── RECORDED INFORMATION ──

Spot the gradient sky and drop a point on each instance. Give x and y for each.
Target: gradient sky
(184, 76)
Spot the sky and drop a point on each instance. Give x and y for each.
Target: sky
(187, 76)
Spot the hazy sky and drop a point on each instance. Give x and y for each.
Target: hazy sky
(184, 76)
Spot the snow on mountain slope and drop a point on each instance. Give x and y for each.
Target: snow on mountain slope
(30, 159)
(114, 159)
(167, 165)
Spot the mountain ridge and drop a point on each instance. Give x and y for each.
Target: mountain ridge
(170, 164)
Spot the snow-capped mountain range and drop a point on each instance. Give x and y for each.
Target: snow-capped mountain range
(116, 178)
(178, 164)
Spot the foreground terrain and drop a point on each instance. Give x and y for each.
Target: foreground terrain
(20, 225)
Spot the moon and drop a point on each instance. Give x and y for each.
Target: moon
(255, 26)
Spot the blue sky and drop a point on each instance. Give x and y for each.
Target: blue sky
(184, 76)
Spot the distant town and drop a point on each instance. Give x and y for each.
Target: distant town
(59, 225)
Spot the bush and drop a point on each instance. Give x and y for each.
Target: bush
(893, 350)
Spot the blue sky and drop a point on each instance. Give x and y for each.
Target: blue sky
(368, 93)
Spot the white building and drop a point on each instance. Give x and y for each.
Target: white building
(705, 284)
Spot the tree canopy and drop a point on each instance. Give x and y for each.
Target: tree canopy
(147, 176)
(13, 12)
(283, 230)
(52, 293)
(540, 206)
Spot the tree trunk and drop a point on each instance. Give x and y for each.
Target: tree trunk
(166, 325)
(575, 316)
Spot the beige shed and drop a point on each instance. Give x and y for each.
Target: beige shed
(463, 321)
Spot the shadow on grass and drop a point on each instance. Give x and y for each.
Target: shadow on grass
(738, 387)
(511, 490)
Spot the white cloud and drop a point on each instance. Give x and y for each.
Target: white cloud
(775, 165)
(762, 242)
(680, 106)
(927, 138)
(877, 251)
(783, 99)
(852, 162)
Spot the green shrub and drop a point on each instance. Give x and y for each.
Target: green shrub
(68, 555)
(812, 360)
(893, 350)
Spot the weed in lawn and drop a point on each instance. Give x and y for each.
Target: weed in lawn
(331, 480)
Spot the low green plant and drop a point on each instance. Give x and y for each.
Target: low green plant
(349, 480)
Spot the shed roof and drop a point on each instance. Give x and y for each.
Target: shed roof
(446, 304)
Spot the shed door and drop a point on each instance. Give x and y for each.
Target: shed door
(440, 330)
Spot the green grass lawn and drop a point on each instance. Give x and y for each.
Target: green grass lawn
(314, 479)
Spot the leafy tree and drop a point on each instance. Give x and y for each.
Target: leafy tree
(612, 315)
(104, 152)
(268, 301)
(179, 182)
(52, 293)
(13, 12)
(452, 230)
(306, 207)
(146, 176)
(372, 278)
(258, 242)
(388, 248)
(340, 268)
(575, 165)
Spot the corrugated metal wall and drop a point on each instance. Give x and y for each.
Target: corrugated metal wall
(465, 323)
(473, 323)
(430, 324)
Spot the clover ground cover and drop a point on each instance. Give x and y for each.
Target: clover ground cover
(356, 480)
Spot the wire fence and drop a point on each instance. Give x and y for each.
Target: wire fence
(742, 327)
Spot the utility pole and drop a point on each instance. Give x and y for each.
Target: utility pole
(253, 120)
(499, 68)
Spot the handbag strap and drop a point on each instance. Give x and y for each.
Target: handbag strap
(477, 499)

───

* _DIRECTIONS_
Your answer should consist solely of the lines from the one containing "Target: tree trunk" through the last line of the listing, written out word for word.

* _WRITTEN REPLY_
Target: tree trunk
(166, 325)
(575, 316)
Spot the beige shed and drop a point on each instance. Give x and y for each.
Target: beige shed
(463, 321)
Spot the shadow on grass and drop a point on each instance. Give x and y for each.
Target: shadow on grass
(738, 387)
(511, 490)
Spot the white cloud and drop a point on each instance. Give x and y for each.
Target: white cloud
(775, 165)
(762, 242)
(680, 106)
(927, 138)
(877, 251)
(783, 99)
(852, 162)
Spot the green shrub and drop a point on each instance. Give x and y for each.
Target: green shrub
(68, 555)
(812, 360)
(893, 350)
Spot the weed in lawn and drop a point on each instance. Give x and y for each.
Target: weed in lawn
(331, 480)
Spot the low green plant and drop a point on each instance. Give x and y for each.
Target: low green plant
(349, 480)
Spot the shed roof and drop a point on each instance. Give x and y for each.
Target: shed roof
(446, 304)
Spot the shed door and drop a point on each instance. Give x and y for each.
Target: shed door
(440, 330)
Spot the green grass lawn and drop a point on each instance. Give x and y for each.
Target: green grass lawn
(314, 479)
Spot the leafy tree and drop a point on each instance. Give x and y for each.
Target: leafy tree
(612, 315)
(104, 152)
(268, 301)
(179, 182)
(52, 293)
(13, 12)
(452, 230)
(306, 207)
(146, 176)
(372, 278)
(258, 242)
(388, 248)
(340, 268)
(575, 165)
Spot the corrugated metal wall and drop a point on each instance. Give x and y for each.
Target: corrugated metal wall
(465, 323)
(473, 323)
(430, 324)
Spot the clover ground cover and drop a point on each instance. Give x and y for each.
Target: clover ground cover
(356, 480)
Spot the wire fence and drop a point on each instance. Give x and y for each.
Target: wire fence
(742, 327)
Spot the utility pole and drop a point on each instance. Give x and y for each.
Target: utility pole
(253, 120)
(499, 68)
Spot the handbag strap and drop a point on each instance. Give x and y for each.
Target: handbag strap
(477, 499)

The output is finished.